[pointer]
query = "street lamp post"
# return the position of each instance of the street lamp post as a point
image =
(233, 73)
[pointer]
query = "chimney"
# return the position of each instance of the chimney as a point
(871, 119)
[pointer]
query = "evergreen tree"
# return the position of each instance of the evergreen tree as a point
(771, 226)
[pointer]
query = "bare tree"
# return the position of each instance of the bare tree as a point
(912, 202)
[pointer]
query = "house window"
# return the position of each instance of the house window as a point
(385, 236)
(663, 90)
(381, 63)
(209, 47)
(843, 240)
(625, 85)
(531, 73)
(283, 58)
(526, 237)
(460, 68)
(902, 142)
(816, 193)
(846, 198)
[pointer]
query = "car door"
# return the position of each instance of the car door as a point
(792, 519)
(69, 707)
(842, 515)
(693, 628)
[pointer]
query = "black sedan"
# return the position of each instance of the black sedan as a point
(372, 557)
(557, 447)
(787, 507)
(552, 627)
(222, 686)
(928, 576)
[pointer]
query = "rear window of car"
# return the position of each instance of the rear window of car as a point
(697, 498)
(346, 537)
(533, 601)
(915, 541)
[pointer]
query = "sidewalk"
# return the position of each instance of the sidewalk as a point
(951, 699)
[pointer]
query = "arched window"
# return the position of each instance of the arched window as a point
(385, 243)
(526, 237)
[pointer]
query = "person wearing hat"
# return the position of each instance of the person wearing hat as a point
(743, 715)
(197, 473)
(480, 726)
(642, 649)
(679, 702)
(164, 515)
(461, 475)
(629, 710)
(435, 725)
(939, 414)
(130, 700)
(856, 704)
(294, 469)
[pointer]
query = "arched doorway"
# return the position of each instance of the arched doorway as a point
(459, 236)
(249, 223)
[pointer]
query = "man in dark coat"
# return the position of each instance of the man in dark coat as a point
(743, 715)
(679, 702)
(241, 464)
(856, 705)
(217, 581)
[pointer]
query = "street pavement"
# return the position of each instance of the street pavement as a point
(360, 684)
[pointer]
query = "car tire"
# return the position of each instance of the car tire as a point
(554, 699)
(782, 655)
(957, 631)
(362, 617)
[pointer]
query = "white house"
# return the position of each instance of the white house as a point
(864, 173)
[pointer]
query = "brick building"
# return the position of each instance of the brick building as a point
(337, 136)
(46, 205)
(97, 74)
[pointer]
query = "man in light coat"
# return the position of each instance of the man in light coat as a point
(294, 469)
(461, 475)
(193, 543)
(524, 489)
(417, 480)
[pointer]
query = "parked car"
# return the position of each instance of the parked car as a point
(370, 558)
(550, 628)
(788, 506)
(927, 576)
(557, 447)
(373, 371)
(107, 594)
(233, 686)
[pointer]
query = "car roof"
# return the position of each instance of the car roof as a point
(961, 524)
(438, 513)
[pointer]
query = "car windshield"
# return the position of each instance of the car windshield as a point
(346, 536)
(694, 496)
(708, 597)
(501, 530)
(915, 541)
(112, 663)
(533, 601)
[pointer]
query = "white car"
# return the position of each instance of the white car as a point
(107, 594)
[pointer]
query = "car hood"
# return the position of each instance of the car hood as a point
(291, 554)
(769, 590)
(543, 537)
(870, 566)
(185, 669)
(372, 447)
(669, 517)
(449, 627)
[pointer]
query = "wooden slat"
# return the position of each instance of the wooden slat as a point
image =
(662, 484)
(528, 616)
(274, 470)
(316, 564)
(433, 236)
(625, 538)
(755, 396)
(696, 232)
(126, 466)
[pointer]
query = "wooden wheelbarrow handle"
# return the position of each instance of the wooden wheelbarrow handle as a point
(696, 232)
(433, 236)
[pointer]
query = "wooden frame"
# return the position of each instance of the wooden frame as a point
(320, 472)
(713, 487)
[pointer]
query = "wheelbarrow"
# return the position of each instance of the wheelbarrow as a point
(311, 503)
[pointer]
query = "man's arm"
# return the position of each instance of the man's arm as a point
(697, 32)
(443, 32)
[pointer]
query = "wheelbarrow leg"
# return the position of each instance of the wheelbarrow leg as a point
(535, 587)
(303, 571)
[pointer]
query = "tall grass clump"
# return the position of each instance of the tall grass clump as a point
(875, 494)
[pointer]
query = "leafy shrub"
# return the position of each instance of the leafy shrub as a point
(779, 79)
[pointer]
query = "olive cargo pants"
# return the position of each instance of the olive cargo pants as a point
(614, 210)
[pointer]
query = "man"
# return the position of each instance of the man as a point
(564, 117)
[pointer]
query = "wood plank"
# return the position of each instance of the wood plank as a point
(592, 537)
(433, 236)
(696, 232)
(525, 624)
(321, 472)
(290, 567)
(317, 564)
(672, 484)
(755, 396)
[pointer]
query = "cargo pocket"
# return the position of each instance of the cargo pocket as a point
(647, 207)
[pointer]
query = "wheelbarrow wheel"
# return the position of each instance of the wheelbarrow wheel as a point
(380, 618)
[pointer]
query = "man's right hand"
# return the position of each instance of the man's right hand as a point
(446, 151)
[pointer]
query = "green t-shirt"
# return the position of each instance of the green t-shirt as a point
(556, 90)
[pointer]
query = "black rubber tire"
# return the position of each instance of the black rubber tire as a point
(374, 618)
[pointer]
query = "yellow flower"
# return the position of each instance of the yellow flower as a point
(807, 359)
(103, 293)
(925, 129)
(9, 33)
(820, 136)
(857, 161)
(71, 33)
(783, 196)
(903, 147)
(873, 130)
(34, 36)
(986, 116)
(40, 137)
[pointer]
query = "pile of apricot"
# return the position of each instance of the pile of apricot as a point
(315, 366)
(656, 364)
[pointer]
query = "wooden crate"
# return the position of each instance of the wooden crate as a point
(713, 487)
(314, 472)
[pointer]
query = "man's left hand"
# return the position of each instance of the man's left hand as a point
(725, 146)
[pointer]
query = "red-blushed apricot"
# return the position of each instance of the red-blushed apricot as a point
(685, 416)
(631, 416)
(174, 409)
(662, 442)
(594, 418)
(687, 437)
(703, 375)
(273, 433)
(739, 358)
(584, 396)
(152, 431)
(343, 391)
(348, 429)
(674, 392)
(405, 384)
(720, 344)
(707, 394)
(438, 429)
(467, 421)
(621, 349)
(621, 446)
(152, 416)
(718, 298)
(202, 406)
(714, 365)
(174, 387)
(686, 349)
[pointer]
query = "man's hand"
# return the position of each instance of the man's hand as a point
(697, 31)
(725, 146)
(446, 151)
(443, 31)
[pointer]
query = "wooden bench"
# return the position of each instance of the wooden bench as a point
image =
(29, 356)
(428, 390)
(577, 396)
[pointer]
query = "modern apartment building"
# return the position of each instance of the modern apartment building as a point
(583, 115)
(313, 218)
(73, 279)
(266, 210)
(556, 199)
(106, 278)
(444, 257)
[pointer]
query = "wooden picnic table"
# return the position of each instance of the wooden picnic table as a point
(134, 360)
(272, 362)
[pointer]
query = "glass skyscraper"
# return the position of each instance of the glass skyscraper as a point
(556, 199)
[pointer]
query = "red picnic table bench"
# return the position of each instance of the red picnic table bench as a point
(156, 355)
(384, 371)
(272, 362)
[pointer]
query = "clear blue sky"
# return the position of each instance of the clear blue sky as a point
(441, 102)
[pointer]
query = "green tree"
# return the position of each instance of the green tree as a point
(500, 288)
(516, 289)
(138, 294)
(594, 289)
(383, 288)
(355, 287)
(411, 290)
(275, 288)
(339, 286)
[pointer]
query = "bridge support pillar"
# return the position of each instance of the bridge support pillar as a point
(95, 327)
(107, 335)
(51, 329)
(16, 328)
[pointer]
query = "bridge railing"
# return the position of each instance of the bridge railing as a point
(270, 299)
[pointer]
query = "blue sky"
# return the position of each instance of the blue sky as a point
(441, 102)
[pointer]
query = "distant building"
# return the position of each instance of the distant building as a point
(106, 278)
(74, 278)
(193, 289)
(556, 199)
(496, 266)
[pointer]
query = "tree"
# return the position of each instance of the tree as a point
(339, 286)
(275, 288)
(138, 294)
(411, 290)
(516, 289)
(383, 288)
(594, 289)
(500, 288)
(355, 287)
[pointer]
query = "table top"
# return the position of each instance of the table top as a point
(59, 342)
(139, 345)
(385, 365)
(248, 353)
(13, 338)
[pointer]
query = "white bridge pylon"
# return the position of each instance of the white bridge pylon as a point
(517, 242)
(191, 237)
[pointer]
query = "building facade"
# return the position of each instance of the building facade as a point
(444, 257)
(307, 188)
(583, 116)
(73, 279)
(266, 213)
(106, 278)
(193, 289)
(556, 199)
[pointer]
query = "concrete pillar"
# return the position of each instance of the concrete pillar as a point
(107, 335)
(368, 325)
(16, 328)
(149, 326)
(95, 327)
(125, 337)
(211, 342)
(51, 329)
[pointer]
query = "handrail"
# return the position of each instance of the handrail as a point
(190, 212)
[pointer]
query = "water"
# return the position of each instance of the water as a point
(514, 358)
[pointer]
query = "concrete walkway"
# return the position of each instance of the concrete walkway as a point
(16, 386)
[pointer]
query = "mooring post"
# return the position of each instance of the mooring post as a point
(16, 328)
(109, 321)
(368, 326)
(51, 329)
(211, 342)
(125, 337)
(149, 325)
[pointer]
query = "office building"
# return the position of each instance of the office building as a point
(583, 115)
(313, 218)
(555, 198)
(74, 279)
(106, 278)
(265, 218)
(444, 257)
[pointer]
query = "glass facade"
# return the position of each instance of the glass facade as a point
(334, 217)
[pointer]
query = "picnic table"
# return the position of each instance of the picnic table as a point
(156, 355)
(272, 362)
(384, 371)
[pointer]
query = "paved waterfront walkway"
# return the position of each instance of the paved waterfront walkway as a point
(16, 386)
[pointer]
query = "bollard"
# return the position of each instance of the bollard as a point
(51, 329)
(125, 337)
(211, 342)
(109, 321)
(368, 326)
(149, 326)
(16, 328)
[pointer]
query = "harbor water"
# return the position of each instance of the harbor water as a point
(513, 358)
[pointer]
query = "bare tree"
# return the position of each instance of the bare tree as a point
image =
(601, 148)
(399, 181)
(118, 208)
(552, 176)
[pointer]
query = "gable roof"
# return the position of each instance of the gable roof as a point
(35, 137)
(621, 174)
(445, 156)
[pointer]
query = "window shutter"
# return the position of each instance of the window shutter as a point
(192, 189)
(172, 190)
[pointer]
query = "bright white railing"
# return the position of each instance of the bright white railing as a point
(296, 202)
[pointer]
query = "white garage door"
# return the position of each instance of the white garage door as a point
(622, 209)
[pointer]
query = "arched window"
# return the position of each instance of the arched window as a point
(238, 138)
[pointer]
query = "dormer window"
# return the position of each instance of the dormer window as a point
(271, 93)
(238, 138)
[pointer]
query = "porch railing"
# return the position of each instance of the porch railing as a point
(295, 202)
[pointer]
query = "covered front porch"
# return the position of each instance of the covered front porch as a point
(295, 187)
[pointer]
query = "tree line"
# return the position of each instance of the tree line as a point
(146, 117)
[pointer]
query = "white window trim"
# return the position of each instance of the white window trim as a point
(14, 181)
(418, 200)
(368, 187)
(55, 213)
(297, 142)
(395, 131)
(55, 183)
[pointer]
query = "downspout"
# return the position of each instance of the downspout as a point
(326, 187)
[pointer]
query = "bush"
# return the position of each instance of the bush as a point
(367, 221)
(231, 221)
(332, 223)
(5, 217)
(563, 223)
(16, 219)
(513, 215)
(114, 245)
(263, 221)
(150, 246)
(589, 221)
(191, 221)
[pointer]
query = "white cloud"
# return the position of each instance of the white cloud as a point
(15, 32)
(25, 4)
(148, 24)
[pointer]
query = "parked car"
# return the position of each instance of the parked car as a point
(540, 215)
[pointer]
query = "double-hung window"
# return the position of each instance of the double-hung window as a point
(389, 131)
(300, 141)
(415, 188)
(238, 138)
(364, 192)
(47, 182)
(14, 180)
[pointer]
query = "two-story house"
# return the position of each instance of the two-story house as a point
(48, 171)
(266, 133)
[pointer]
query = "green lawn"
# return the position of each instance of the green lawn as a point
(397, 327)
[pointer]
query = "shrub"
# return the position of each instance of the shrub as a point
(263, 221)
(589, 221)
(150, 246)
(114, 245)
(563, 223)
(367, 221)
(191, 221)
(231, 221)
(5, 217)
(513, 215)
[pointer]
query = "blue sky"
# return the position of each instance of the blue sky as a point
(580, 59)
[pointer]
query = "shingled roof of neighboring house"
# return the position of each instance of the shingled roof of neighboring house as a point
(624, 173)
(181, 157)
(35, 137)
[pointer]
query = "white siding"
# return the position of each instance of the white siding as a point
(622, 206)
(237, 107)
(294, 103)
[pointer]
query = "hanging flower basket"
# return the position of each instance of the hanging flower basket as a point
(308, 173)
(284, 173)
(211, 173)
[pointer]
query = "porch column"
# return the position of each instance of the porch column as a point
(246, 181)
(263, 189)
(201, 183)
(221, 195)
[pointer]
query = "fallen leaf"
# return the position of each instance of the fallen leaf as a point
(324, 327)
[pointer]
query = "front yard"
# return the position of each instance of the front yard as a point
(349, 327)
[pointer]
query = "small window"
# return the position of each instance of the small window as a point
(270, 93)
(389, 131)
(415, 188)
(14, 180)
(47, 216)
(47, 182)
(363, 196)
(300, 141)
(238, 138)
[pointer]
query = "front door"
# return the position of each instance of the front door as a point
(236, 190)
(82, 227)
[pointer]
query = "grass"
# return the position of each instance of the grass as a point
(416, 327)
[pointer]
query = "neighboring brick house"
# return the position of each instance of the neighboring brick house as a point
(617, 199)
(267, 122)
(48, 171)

Problem statement —
Throughout the material above, find every line holding "slat" and copy it.

Exercise answer —
query = "wooden slat"
# return the position of each instance of the wooden slat as a point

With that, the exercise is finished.